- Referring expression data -
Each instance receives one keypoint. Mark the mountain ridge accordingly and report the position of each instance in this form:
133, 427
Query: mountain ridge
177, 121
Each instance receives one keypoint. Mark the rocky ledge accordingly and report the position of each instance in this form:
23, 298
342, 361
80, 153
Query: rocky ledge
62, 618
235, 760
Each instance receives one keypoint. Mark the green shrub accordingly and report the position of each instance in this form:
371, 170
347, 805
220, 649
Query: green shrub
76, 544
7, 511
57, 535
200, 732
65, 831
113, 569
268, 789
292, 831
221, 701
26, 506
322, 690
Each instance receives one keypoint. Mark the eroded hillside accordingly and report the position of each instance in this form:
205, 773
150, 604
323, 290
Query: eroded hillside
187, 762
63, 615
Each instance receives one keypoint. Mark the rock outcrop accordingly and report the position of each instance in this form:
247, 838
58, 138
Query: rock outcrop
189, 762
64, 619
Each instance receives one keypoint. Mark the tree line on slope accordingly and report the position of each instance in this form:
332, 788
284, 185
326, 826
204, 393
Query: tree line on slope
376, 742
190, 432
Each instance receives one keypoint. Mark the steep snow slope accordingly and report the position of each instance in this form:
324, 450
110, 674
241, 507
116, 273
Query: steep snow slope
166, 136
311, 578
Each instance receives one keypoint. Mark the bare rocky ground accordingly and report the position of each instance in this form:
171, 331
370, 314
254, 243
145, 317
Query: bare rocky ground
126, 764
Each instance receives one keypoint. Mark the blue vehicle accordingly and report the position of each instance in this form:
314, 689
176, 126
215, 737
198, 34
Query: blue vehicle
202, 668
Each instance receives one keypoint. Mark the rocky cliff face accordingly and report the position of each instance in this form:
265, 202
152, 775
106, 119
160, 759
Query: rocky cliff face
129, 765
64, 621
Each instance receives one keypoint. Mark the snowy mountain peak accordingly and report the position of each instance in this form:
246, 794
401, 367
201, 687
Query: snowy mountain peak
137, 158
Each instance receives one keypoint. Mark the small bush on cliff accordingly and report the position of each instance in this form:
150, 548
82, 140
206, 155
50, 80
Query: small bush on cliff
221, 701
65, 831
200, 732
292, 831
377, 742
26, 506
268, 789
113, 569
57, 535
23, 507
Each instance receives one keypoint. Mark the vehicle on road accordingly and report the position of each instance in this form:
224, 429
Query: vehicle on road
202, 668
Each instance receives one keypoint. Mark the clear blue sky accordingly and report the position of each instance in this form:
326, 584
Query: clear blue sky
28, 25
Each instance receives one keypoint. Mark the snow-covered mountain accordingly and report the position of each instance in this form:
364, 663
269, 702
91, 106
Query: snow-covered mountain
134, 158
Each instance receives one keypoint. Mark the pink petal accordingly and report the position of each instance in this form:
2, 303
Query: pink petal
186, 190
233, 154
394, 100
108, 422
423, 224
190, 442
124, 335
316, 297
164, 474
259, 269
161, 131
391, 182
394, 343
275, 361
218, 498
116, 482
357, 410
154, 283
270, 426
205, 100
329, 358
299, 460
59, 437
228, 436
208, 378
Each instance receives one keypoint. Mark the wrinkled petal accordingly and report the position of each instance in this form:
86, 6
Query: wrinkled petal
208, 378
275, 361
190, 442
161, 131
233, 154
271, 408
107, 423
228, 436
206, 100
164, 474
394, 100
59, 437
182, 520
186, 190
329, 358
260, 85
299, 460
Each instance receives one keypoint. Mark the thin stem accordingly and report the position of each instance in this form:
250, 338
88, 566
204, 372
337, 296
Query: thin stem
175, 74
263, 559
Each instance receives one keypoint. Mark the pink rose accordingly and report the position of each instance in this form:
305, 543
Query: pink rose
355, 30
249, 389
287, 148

- WHAT YOU WILL DO -
Output the data in full, exactly as it stands.

- RESPONSE TO THIS TASK -
Each instance receives one keypoint. Mark the mountain ridge accordingly and report the position of each instance in this form:
133, 427
Query: mountain ridge
177, 121
Each instance receives one keypoint. Mark the rocky ledge accordingly and report the position of each instance in this form:
23, 298
342, 361
80, 153
Query: rocky ledge
62, 618
235, 760
Each instance receives one keypoint. Mark the green shrub accordingly and report the position of each instance in this form:
371, 170
347, 805
220, 649
Query: green shrub
76, 544
7, 511
57, 535
200, 732
65, 831
113, 569
268, 789
292, 831
221, 701
26, 506
322, 690
Each instance receives one keypoint. Mark the eroded hillside accordingly and report the position of each instance in this form:
205, 773
150, 604
323, 290
Query: eroded hillside
187, 762
63, 615
Each instance receives one keypoint. Mark the rock outcrop accordingly and report the position of each instance in this form:
247, 838
58, 138
Query: rock outcrop
189, 762
64, 619
Each instance receives one keypoint. Mark the tree line on slope accordingly and report the position of each instance in this form:
332, 788
284, 185
326, 826
204, 393
Query: tree line on slope
376, 742
190, 432
Each instance receives one keypoint. Mark the steep snow slope accordingly and report the position of each instance in this form:
324, 450
110, 674
241, 507
116, 273
Query: steep snow slope
166, 136
311, 578
Each instance receives one keypoint. Mark the bare rocky ground accordingly and report the position of each instance in this form:
171, 331
370, 314
254, 243
145, 317
Query: bare rocky ground
126, 764
Each instance receives one keypoint. Mark the blue vehicle accordingly and report the position of each instance in this form:
314, 689
176, 126
215, 737
198, 34
Query: blue vehicle
202, 668
Each instance receives one keypoint. Mark the rocky cliff face accordingly and report the position of each instance in this form:
265, 202
152, 775
106, 119
160, 759
Query: rocky cliff face
129, 765
64, 621
Each instance receives one keypoint. Mark the snowy mountain peak accordingly and report the position of each instance in this form:
246, 794
401, 367
201, 687
Query: snowy mountain peak
137, 158
Each instance receives one keypoint. Mark the small bush on cliff accordingly and report the position of each instance in this form:
150, 548
82, 140
206, 155
50, 80
Query: small bush on cliff
221, 701
65, 831
200, 732
292, 831
377, 742
26, 506
268, 789
113, 569
57, 535
23, 507
Each instance receives one keypoint. Mark the vehicle on road accordingly and report the position of each instance in this form:
224, 429
Query: vehicle on road
202, 668
Each instance receives one keypoint. Mark the clear blue sky accordingly and report the position of each instance in this form:
326, 584
Query: clear blue sky
28, 25
Each instance receives one keypoint. Mark the snow-covered mountain accordingly and report the position of each instance in this form:
364, 663
269, 702
91, 106
Query: snow-covered mountain
134, 158
Each instance receives one keypoint. Mark the pink petal accordingly and report the position of each instance in this form:
2, 303
Query: pink petal
186, 190
233, 154
394, 100
108, 422
423, 224
190, 442
124, 335
316, 297
164, 474
259, 269
161, 131
391, 182
394, 343
275, 361
218, 498
116, 482
357, 410
154, 283
270, 426
205, 100
329, 358
299, 460
59, 437
228, 436
208, 378
Each instance receives one keypoint. Mark the wrinkled petal accordingly and report the position of each instance in this form:
86, 6
Query: wrinkled petal
208, 378
275, 361
190, 442
161, 131
233, 154
271, 408
107, 423
228, 436
206, 100
164, 474
394, 100
59, 437
182, 520
186, 190
329, 358
260, 85
299, 460
Each instance receives one keypoint. Mark the thin stem accordingly and report the position of each instance in this form:
250, 338
88, 566
204, 372
337, 296
Query: thin stem
175, 74
263, 559
Each instance receives one keypoint. Mark the pink rose accordingly and report the position of each instance in this form:
305, 543
Query: pink rose
355, 30
249, 389
287, 148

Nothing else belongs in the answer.